Verilen görev A
Girdilerde "Agricultural drone survey: scan the aerial photo for cardboard" ifadesini içeren satırdan girdilerin sonuna kadar uzanan kısmı, "debris" yerine "rubble" koyarak yeniden yaz. Geri kalan her şey olduğu gibi kalsın.
━━━━━━━━━━━━━━━━━━━━
İddia edilen şu: Yasayı bilmeden erken yaşta evlenmişler, ama erken yaşta evliliklerde resmi evlilik mümkün değil çünkü Medeni Kanuna göre resmi evlilik için 17 yaşını doldurmuş olmak gerekiyor. 17 yaşını doldurmamış çocukların evlenebilmesi için de ana babalarının rızası gerekiyor. Mahkeme kararıyla 16 yaşını doldurmuş olanlar ailelerinin rızasıyla evlenebilirler. Eski TCK’da da, yakın zamana kadarki yeni TCK’da da resmi nikâh kıymadan dini nikâh kıymak suçtu. Dini nikâh haham nikâhı da olabilir, Katoliklerin nikâhı da olabilir, imam nikâhı da olabilir; dolayısıyla dini nikâh derken tüm dinlerdeki nikâh kastediliyor. Önce bunu iptal ettiler.

 

Ne zaman?
━━━━━━━━━━━━━━━━━━━━
Verilen görev B
Evlilik yaşıyla ilgili metinden "İddia edilen şu: Yasayı" ifadesinden "bunu iptal ettiler." ifadesine kadar olan kısmı hiç değiştirmeden aktar.

Veri girdileri
━━━━━━━━━━━━━━━━━━━━
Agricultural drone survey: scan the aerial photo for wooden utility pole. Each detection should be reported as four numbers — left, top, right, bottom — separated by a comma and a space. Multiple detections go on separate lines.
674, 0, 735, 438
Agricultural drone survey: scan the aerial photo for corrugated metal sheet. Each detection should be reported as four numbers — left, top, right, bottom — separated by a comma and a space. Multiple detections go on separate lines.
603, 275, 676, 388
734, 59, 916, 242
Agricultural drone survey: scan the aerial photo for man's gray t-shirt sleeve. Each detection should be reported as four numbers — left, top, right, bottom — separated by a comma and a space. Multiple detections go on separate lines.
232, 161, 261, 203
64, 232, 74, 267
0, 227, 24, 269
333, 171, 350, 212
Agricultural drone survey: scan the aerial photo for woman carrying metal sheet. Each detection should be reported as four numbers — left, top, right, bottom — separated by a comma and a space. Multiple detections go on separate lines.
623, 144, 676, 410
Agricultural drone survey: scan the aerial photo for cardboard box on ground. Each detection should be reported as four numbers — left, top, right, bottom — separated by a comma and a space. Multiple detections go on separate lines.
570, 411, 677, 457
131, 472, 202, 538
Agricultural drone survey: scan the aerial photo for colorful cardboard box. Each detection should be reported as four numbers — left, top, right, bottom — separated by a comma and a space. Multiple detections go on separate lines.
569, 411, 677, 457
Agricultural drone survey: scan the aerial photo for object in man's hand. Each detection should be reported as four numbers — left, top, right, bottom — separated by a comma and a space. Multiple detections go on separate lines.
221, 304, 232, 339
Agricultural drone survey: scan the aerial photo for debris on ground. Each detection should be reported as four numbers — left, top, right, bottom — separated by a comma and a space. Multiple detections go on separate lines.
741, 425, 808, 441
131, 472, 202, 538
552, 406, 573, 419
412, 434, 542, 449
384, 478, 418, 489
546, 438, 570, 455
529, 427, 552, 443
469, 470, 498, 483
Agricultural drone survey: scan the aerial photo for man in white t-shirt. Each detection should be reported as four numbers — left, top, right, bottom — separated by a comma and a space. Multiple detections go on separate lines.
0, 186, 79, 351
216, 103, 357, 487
━━━━━━━━━━━━━━━━━━━━
Nihai sonuç A
Agricultural drone survey: scan the aerial photo for cardboard box on ground. Each detection should be reported as four numbers — left, top, right, bottom — separated by a comma and a space. Multiple detections go on separate lines.
570, 411, 677, 457
131, 472, 202, 538
Agricultural drone survey: scan the aerial photo for colorful cardboard box. Each detection should be reported as four numbers — left, top, right, bottom — separated by a comma and a space. Multiple detections go on separate lines.
569, 411, 677, 457
Agricultural drone survey: scan the aerial photo for object in man's hand. Each detection should be reported as four numbers — left, top, right, bottom — separated by a comma and a space. Multiple detections go on separate lines.
221, 304, 232, 339
Agricultural drone survey: scan the aerial photo for rubble on ground. Each detection should be reported as four numbers — left, top, right, bottom — separated by a comma and a space. Multiple detections go on separate lines.
741, 425, 808, 441
131, 472, 202, 538
552, 406, 573, 419
412, 434, 542, 449
384, 478, 418, 489
546, 438, 570, 455
529, 427, 552, 443
469, 470, 498, 483
Agricultural drone survey: scan the aerial photo for man in white t-shirt. Each detection should be reported as four numbers — left, top, right, bottom — separated by a comma and a space. Multiple detections go on separate lines.
0, 186, 79, 351
216, 103, 357, 487

Nihai sonuç B
İddia edilen şu: Yasayı bilmeden erken yaşta evlenmişler, ama erken yaşta evliliklerde resmi evlilik mümkün değil çünkü Medeni Kanuna göre resmi evlilik için 17 yaşını doldurmuş olmak gerekiyor. 17 yaşını doldurmamış çocukların evlenebilmesi için de ana babalarının rızası gerekiyor. Mahkeme kararıyla 16 yaşını doldurmuş olanlar ailelerinin rızasıyla evlenebilirler. Eski TCK’da da, yakın zamana kadarki yeni TCK’da da resmi nikâh kıymadan dini nikâh kıymak suçtu. Dini nikâh haham nikâhı da olabilir, Katoliklerin nikâhı da olabilir, imam nikâhı da olabilir; dolayısıyla dini nikâh derken tüm dinlerdeki nikâh kastediliyor. Önce bunu iptal ettiler.